## AIM
Convert the listing below into a numbered list of its lines, leaving out blank lines and the pictures.
Start
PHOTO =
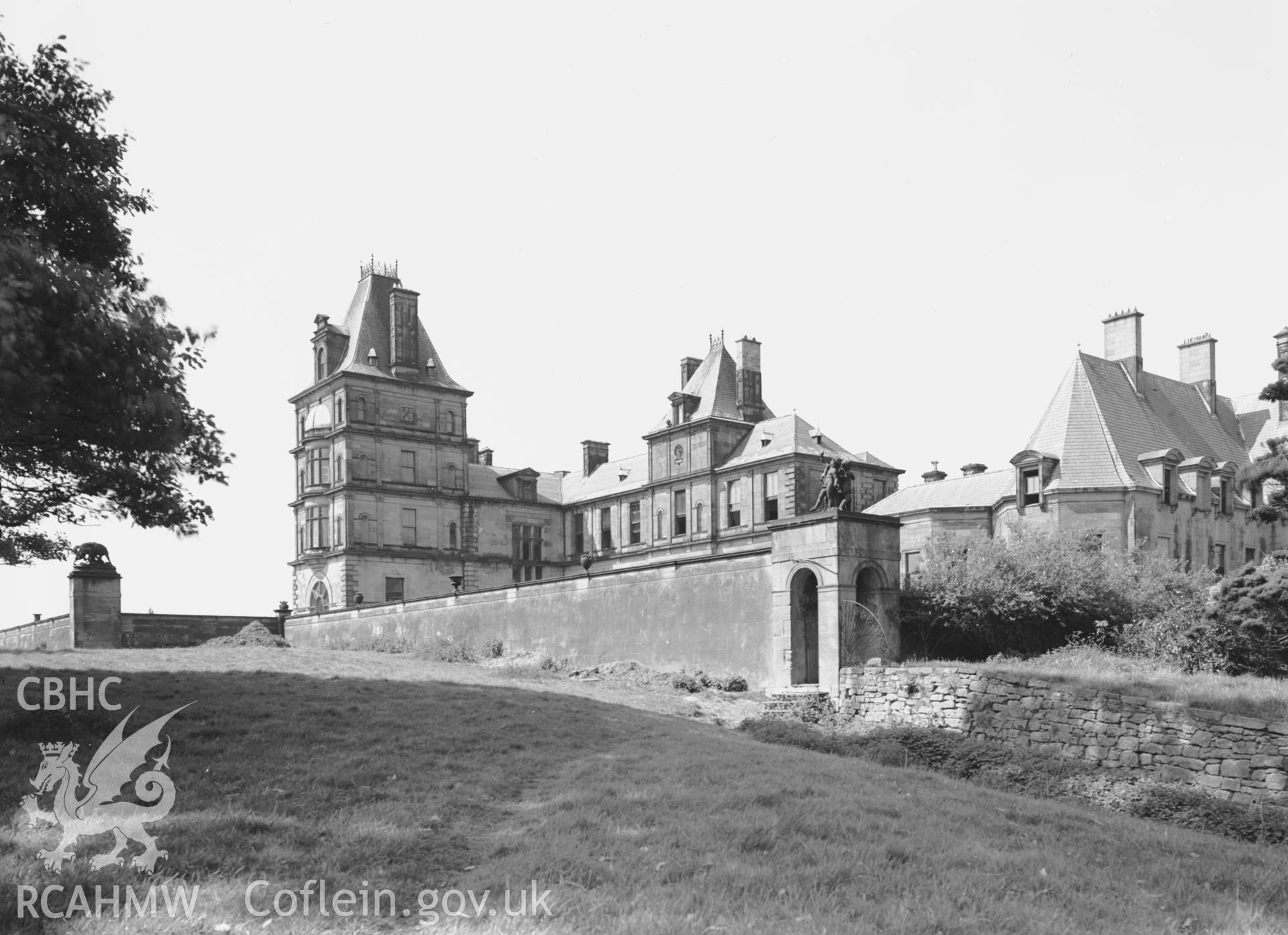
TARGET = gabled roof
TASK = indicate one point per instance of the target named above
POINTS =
(605, 479)
(715, 384)
(486, 482)
(1258, 422)
(790, 436)
(367, 325)
(974, 491)
(1099, 427)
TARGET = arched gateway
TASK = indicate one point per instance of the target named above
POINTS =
(804, 628)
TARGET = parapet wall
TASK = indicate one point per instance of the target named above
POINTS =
(1240, 759)
(710, 613)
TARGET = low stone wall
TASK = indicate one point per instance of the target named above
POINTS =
(50, 633)
(710, 613)
(1240, 759)
(156, 630)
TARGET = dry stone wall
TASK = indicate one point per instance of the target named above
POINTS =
(1238, 759)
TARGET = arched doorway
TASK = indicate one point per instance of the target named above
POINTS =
(318, 597)
(863, 629)
(804, 629)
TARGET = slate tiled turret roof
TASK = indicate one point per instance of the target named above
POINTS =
(1097, 426)
(367, 325)
(715, 384)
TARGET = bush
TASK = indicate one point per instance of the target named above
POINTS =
(1250, 618)
(1036, 590)
(687, 683)
(723, 683)
(1199, 811)
(446, 650)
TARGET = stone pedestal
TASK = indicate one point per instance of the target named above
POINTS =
(95, 607)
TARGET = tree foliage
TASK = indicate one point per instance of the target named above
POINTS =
(1036, 590)
(95, 415)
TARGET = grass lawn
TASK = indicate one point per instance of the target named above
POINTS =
(295, 765)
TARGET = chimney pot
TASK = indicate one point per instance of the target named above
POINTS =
(688, 367)
(593, 455)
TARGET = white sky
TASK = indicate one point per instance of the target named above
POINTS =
(922, 210)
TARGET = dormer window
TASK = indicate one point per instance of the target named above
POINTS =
(1031, 482)
(1160, 465)
(1033, 472)
(1223, 489)
(1197, 473)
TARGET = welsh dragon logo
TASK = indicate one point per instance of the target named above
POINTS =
(98, 810)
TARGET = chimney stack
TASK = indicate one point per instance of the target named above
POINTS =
(1122, 343)
(747, 377)
(1198, 366)
(593, 455)
(1282, 350)
(688, 367)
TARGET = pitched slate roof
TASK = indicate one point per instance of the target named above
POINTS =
(1097, 426)
(605, 479)
(977, 490)
(367, 325)
(1258, 422)
(486, 482)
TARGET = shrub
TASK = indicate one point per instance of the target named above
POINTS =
(687, 683)
(1036, 590)
(1191, 809)
(1250, 616)
(446, 650)
(723, 683)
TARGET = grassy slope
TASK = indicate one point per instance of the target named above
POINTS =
(362, 767)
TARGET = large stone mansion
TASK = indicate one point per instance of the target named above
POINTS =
(397, 500)
(1122, 455)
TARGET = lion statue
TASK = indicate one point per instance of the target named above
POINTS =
(92, 555)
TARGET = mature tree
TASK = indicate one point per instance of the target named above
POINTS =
(95, 415)
(1273, 465)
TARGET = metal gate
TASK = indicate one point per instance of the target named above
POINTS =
(862, 635)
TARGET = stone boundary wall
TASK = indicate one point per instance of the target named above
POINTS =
(158, 630)
(50, 633)
(714, 613)
(1238, 759)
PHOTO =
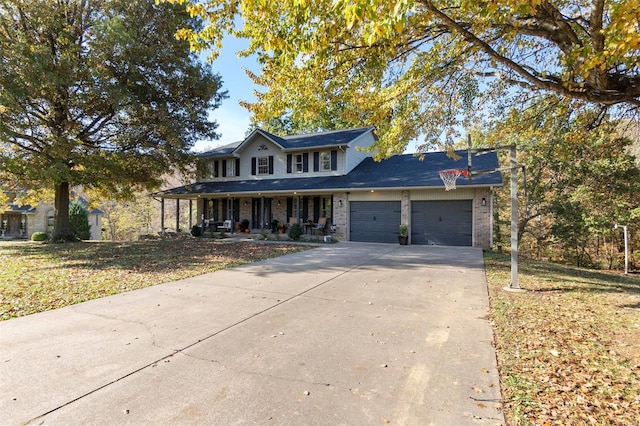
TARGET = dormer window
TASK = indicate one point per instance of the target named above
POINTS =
(263, 165)
(325, 161)
(298, 163)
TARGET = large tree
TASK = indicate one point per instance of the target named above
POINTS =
(416, 67)
(100, 94)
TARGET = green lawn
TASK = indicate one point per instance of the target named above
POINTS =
(569, 347)
(36, 277)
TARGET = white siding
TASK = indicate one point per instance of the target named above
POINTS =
(376, 196)
(441, 194)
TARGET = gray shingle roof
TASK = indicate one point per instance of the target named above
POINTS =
(306, 141)
(402, 171)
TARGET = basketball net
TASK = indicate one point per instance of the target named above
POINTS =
(449, 177)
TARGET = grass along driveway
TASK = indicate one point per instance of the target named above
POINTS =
(569, 347)
(36, 277)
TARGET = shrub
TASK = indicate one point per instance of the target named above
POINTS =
(38, 236)
(79, 220)
(295, 231)
(196, 231)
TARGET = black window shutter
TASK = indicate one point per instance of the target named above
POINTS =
(316, 209)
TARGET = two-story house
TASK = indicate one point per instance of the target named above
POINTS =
(330, 175)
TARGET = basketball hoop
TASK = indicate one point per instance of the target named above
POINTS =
(449, 177)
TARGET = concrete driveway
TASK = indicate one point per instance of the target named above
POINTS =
(345, 334)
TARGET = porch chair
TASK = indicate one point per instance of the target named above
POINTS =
(321, 227)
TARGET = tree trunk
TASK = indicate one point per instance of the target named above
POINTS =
(61, 228)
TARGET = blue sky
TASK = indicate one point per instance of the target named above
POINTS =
(233, 120)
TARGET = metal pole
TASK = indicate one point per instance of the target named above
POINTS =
(626, 247)
(177, 214)
(162, 216)
(514, 219)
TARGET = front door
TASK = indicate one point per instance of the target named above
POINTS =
(261, 214)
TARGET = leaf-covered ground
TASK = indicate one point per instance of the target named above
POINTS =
(569, 347)
(36, 277)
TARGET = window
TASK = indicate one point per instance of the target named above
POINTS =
(263, 165)
(325, 161)
(211, 169)
(298, 163)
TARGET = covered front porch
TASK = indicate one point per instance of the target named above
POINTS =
(252, 213)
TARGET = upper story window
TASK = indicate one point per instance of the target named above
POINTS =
(297, 163)
(325, 161)
(231, 168)
(263, 165)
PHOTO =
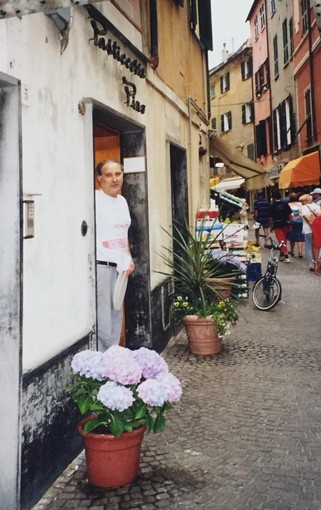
End
## EXERCISE RESPONSE
1. PHOTO =
2. TARGET = gabled roof
3. TASK = indicate one point per instance of the target named above
4. POINTS =
5. (605, 479)
6. (715, 384)
7. (486, 482)
8. (1258, 422)
9. (790, 436)
10. (367, 325)
11. (974, 491)
12. (1099, 427)
13. TARGET = arched gateway
14. TASK = indicate one point per instance of the target named above
15. POINTS =
16. (804, 628)
17. TARGET = parapet wall
18. TASK = indicate one point per instance of the target named above
19. POINTS =
20. (1240, 759)
21. (710, 613)
22. TARGET = low stone wall
23. TASK = indicate one point per instance of the target named above
24. POINTS =
25. (50, 633)
26. (710, 613)
27. (1240, 759)
28. (156, 630)
29. TARGET = dry stone wall
30. TASK = indicate one point per instance of the target named above
31. POINTS =
32. (1238, 759)
33. TARGET = arched doorway
34. TASK = indicate one point per instance of the target named above
35. POINTS =
36. (318, 597)
37. (863, 629)
38. (804, 629)
39. TARGET = slate tiled turret roof
40. TASK = indicate one point per instance of the target named above
41. POINTS =
42. (1097, 426)
43. (367, 325)
44. (715, 384)
45. TARGET = bush
46. TASK = indicate one point per instance of the target named above
47. POINTS =
48. (1250, 618)
49. (1036, 590)
50. (687, 683)
51. (723, 683)
52. (1199, 811)
53. (446, 650)
54. TARGET = stone pedestal
55. TASK = indicate one point per instance of the target named above
56. POINTS =
57. (95, 607)
58. TARGET = tree foliage
59. TASK = indicate one point per instance of the target named above
60. POINTS =
61. (1036, 590)
62. (95, 415)
63. TARGET = grass lawn
64. TASK = indicate one point per instance of the target named above
65. POINTS =
66. (295, 765)
67. TARGET = chimney pot
68. TASK = indicate one point per instance of the target named above
69. POINTS =
70. (688, 367)
71. (593, 455)
72. TARGET = white sky
73. TASK = indicate one point per instance of the target named above
74. POINTS =
75. (922, 210)
76. TARGET = dormer window
77. TASK = indicate one point per instance of the target named above
78. POINTS =
79. (1031, 482)
80. (1160, 465)
81. (1033, 472)
82. (1223, 489)
83. (1197, 473)
84. TARGET = welsh dragon logo
85. TASK = indicate one point per instance of the target named above
86. POINTS =
87. (98, 810)
88. TARGET = chimney stack
89. TASK = indicate one point per instance of the target named above
90. POINTS =
91. (1122, 343)
92. (747, 377)
93. (1198, 366)
94. (593, 455)
95. (1282, 350)
96. (688, 367)
97. TARGET = pitched slate roof
98. TASK = indicate one point per instance of the target named above
99. POINTS =
100. (1097, 426)
101. (605, 479)
102. (977, 490)
103. (367, 325)
104. (1258, 422)
105. (486, 482)
106. TARGET = shrub
107. TASK = indicate one point per instance of the target named above
108. POINTS =
109. (687, 683)
110. (1036, 590)
111. (1191, 809)
112. (1250, 616)
113. (446, 650)
114. (723, 683)
115. TARGET = grassy slope
116. TASK = indicate one point per instance of the target named above
117. POINTS =
118. (362, 767)
119. TARGET = large stone mansion
120. TASK = indicate one point per instance of the target named above
121. POINTS =
122. (397, 500)
123. (1122, 455)
124. TARGET = lion statue
125. TASK = indicate one point per instance of the target named above
126. POINTS =
127. (92, 555)
128. TARGET = mature tree
129. TASK = indicate one point per instance of the target named above
130. POINTS =
131. (95, 415)
132. (1273, 465)
133. TARGET = metal gate
134. TASK = indicate one point per instance of the target named above
135. POINTS =
136. (862, 635)
137. TARGET = stone boundary wall
138. TASK = indicate one point per instance of the target named above
139. POINTS =
140. (158, 630)
141. (50, 633)
142. (714, 613)
143. (1238, 759)
144. PHOTO =
145. TARGET = dormer window
146. TASK = indicate one point per instance of the target named above
147. POINTS =
148. (263, 165)
149. (325, 161)
150. (298, 163)
151. TARGET = large tree
152. TASK = indicate one point per instance of the target named above
153. POINTS =
154. (416, 67)
155. (100, 94)
156. TARGET = green lawn
157. TASK = indicate one point per instance of the target named above
158. POINTS =
159. (569, 347)
160. (36, 277)
161. TARGET = white siding
162. TASK = indicate one point per instance of the target named above
163. POINTS =
164. (376, 196)
165. (441, 194)
166. TARGET = gray shingle roof
167. TASK = indicate one point per instance of the target named above
168. POINTS =
169. (306, 141)
170. (402, 171)
171. TARGET = basketball net
172. TASK = indicate one point per instance of the target named above
173. POINTS =
174. (449, 177)
175. TARGET = grass along driveway
176. TASK = indicate one point per instance of the target named above
177. POINTS =
178. (569, 347)
179. (36, 277)
180. TARGET = shrub
181. TASK = indicate one point per instance of the target named above
182. POINTS =
183. (38, 236)
184. (79, 220)
185. (295, 231)
186. (196, 231)
187. TARGET = black window shutter
188. TASK = indicate one point per instance of the target named above
189. POINTS =
190. (316, 209)
191. TARGET = two-story house
192. TASK = indicate one point per instance of the target named above
193. POINTS =
194. (330, 175)
195. TARGET = basketball hoop
196. TASK = indicate one point per instance of the target named above
197. POINTS =
198. (449, 177)
199. TARGET = concrete driveway
200. TASK = indicate one point per instance of the target named above
201. POINTS =
202. (345, 334)
203. TARGET = porch chair
204. TASK = indicate one point per instance of the target named above
205. POINTS =
206. (321, 227)
207. TARGET = tree trunk
208. TASK = indicate one point per instance of the target named above
209. POINTS =
210. (61, 228)
211. TARGET = blue sky
212. TASK = indicate one point per instance of the target named above
213. POINTS =
214. (233, 120)
215. TARGET = metal pole
216. TASK = indicate one point per instance of the target named above
217. POINTS =
218. (626, 247)
219. (177, 214)
220. (162, 216)
221. (514, 219)
222. TARGET = front door
223. TASK = indicate one point per instance of the target named above
224. POINTS =
225. (261, 214)
226. TARGET = leaf-covered ground
227. TASK = indicate one point per instance of the target named above
228. POINTS =
229. (569, 347)
230. (36, 277)
231. TARGET = window
232. TASK = indicate one point per instance of the target named above
233. POINTS =
234. (263, 165)
235. (325, 161)
236. (211, 169)
237. (298, 163)
238. TARGET = covered front porch
239. TASK = indicate one point per instance of the target named above
240. POINTS =
241. (252, 213)
242. TARGET = upper story window
243. TASK = indicate one point per instance of the target named above
244. POINTS =
245. (297, 163)
246. (325, 161)
247. (231, 168)
248. (263, 165)
249. PHOTO =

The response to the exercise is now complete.